# Ausgewählter Textauszug
((

Was beeinflusst die Kaufentscheidung im Supermarkt? Forschende haben nun Überraschendes herausgefunden – mit möglichen Effekten über Bananen hinaus.

Auserwählte Banane Foto: imago

W as tun gegen Lebensmittelverschwendung? Containern erlauben, Logistik und Lagerung verbessern, über Sinn und Grenzen des Mindesthaltbarkeitsdatums aufklären, Restbestände verschenken – ja, ja, ja und ja.

Aber For­sche­r:in­nen haben nun einen neuen potenziellen Weg gefunden: auf Mitgefühl setzen. Versuchsort Supermarkt, Obsttheke. Versuchsobjekt: Bananen. Vor einer Kiste mit einzelnen Exemplaren platzierten die Forschenden Hinweisschilder, dass die Einzelbananen gekauft werden wollten. Was am besten zog: „Wir sind traurige Singles und möchten auch gekauft werden“, in Kombination mit dem Bild einer unglücklich dreinblickenden Banane. Der Absatz der Einzelstücke stieg in der Folge um mehr als 50 Prozent. Lebensmittelverschwendung adé?

Gut, möglicherweise wird sich die Bananentaktik etwas abnutzen, wenn Supermärkte nun anfangen, vor jedem Regal mit einzelnen Tomaten, Möhren, Mangoldstangen oder Restposten von Kaugummi bis Käseecken, Mitleidsschilder zu positionieren. Aber interessant ist nicht nur, dass Menschen offenbar in der Lage sind, Mitgefühl mit Obst zu entwickeln und daraus eine Handlung abzuleiten – wo es doch sonst damit, siehe beispielsweise Massentierhaltung und Fleischkonsum, nicht unbedingt so weit her ist. Interessant ist auch: Die Bananentaktik ließe sich weiterdenken.

))

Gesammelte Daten
((

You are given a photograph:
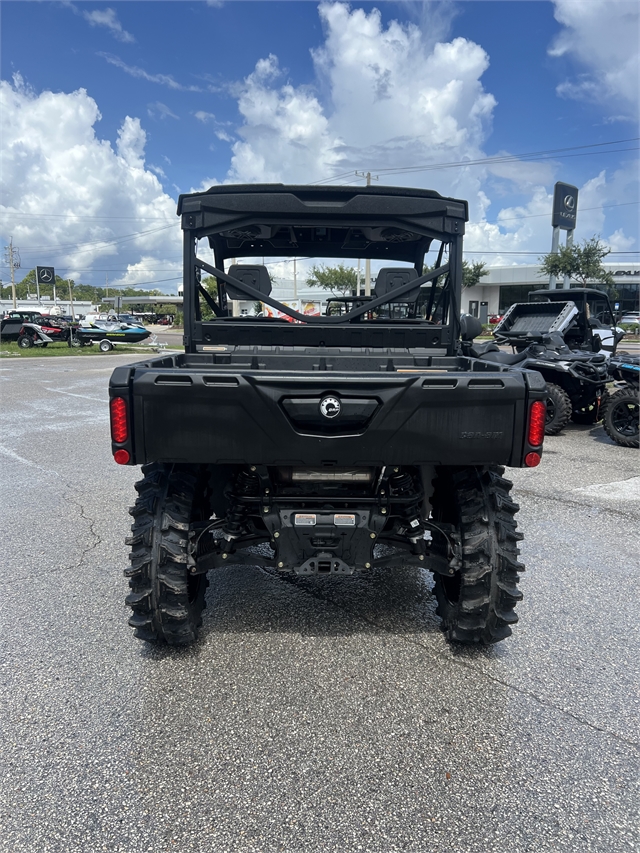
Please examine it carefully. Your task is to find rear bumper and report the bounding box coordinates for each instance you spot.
[110,364,546,467]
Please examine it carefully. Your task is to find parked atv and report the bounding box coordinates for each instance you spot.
[484,300,609,435]
[528,287,624,355]
[601,353,640,447]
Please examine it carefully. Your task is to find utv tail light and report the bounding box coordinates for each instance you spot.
[527,400,547,450]
[110,397,129,442]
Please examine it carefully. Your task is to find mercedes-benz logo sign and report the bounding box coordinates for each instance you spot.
[320,397,342,418]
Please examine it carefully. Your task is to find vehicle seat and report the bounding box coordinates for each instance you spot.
[224,264,271,299]
[480,350,529,364]
[375,267,420,302]
[471,341,502,358]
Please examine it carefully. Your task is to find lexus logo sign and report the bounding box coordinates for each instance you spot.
[551,182,578,231]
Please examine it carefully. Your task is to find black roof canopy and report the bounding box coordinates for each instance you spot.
[178,184,469,263]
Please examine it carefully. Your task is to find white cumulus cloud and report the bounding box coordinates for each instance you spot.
[229,2,496,183]
[549,0,640,119]
[0,77,181,290]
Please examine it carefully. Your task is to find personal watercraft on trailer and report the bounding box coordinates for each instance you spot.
[73,320,151,352]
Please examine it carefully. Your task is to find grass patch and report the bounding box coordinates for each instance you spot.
[0,341,149,358]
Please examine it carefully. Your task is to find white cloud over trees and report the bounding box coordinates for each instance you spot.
[0,77,181,284]
[0,0,638,290]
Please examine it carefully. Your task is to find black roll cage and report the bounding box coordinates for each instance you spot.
[178,185,468,355]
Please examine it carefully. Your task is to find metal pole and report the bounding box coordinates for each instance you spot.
[562,229,573,290]
[364,172,371,296]
[549,225,560,290]
[67,278,76,320]
[8,237,18,311]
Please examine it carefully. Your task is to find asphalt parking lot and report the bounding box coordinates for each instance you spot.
[0,354,640,853]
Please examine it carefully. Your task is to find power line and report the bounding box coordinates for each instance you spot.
[15,225,174,254]
[311,136,640,184]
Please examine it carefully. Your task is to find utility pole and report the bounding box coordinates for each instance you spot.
[67,278,76,322]
[4,237,20,309]
[356,172,380,296]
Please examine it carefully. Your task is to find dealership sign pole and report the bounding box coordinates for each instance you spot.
[36,267,56,305]
[549,181,578,290]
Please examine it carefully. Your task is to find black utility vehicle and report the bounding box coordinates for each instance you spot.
[110,184,546,644]
[488,300,617,435]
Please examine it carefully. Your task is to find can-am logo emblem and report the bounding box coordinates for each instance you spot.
[320,397,342,418]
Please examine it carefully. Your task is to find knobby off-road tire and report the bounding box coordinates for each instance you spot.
[433,466,524,645]
[125,463,208,646]
[571,400,602,426]
[603,387,640,447]
[544,382,572,435]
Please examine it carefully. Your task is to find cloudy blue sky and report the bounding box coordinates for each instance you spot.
[0,0,640,292]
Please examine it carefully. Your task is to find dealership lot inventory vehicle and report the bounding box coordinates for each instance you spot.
[110,184,546,644]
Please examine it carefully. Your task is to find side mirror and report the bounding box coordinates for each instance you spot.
[460,314,482,341]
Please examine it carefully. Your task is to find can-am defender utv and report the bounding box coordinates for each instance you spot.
[110,184,546,644]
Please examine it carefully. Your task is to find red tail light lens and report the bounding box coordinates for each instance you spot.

))

Schreib den Text über die einzelnen Bananen im Supermarkt von oben vollständig und Wort für Wort ab.

Was beeinflusst die Kaufentscheidung im Supermarkt? Forschende haben nun Überraschendes herausgefunden – mit möglichen Effekten über Bananen hinaus.

Auserwählte Banane Foto: imago

W as tun gegen Lebensmittelverschwendung? Containern erlauben, Logistik und Lagerung verbessern, über Sinn und Grenzen des Mindesthaltbarkeitsdatums aufklären, Restbestände verschenken – ja, ja, ja und ja.

Aber For­sche­r:in­nen haben nun einen neuen potenziellen Weg gefunden: auf Mitgefühl setzen. Versuchsort Supermarkt, Obsttheke. Versuchsobjekt: Bananen. Vor einer Kiste mit einzelnen Exemplaren platzierten die Forschenden Hinweisschilder, dass die Einzelbananen gekauft werden wollten. Was am besten zog: „Wir sind traurige Singles und möchten auch gekauft werden“, in Kombination mit dem Bild einer unglücklich dreinblickenden Banane. Der Absatz der Einzelstücke stieg in der Folge um mehr als 50 Prozent. Lebensmittelverschwendung adé?

Gut, möglicherweise wird sich die Bananentaktik etwas abnutzen, wenn Supermärkte nun anfangen, vor jedem Regal mit einzelnen Tomaten, Möhren, Mangoldstangen oder Restposten von Kaugummi bis Käseecken, Mitleidsschilder zu positionieren. Aber interessant ist nicht nur, dass Menschen offenbar in der Lage sind, Mitgefühl mit Obst zu entwickeln und daraus eine Handlung abzuleiten – wo es doch sonst damit, siehe beispielsweise Massentierhaltung und Fleischkonsum, nicht unbedingt so weit her ist. Interessant ist auch: Die Bananentaktik ließe sich weiterdenken.